I BANGED on about the wonders of scientific endeavour in this column last week, so it seems perfectly natural to do the same this time round too.

Perhaps it is just coincidence but space exploration seems to have gripped the public imagination for various reasons over the last few weeks – both with the crash of the Virgin commercial space trip test flight, tragically costing the life of pilot Michael Alsbury, and, more happily, the impressive big screen spectacle of Interstellar – the first relatively grounded science fiction movie for some time.

But the real source of excitement has been the landmark Rosetta Mission, which saw the Philae probe touchdown on a comet nucleus on Wednesday afternoon.

We hear about incredibly ambitious plans like this right at the start of their missions but it all tends to get a bit forgotten in the time it takes – ten years in this case – to actually send one of these probes to its destination.

But then, all of a sudden, the world seems gripped by the realisation that it is about to happen.

- Complete the following
A. Translate this sentence from the column on space exploration into Spanish: "But the real source of excitement has been the landmark Rosetta Mission, which saw the Philae probe touchdown on a comet nucleus on Wednesday afternoon."
B. Decide whether each statement agrees with the column on space exploration, answering yes or no and quoting the words of the column that settle it. (i) Sending the probe to its destination took ten years. (ii) The pilot of the Virgin test flight survived the crash. (iii) Interstellar is called the first grounded science fiction movie ever made.
C. Pick up the column on space exploration after its final sentence and carry it on with a few more sentences in the same voice.

- Dataset section
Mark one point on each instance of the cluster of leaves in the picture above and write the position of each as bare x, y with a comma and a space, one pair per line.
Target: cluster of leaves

- Answers to each task
A. Pero la verdadera fuente de entusiasmo ha sido la histórica misión Rosetta, en la que la sonda Philae se posó sobre el núcleo de un cometa el miércoles por la tarde.

B.
(i) Yes: "ten years in this case".
(ii) No: "tragically costing the life of pilot Michael Alsbury".
(iii) No: "the first relatively grounded science fiction movie for some time".

C.
And how mindboggling it is to think that it has actually happened – that it landed pretty successfully, albeit with an unplanned bounce or two, and that a group of scientists are controlling this from about 4 billion miles away.

The manned moon landings are a distant memory for most people now – they never happened in my lifetime – but it’s hard not to imagine that Wednesday’s jolt of interplanetary excitement gave us a glimpse of what those lunar missions must have felt like in the 60s and early 70s.

While the fate of the mission is still in some doubt – although it is even now being termed a success thanks the data and pictures it has already transmitted all that distance to Earth – it is moments like this which will be the inspiration for the next generation of scientific minds, eager to push forward even further.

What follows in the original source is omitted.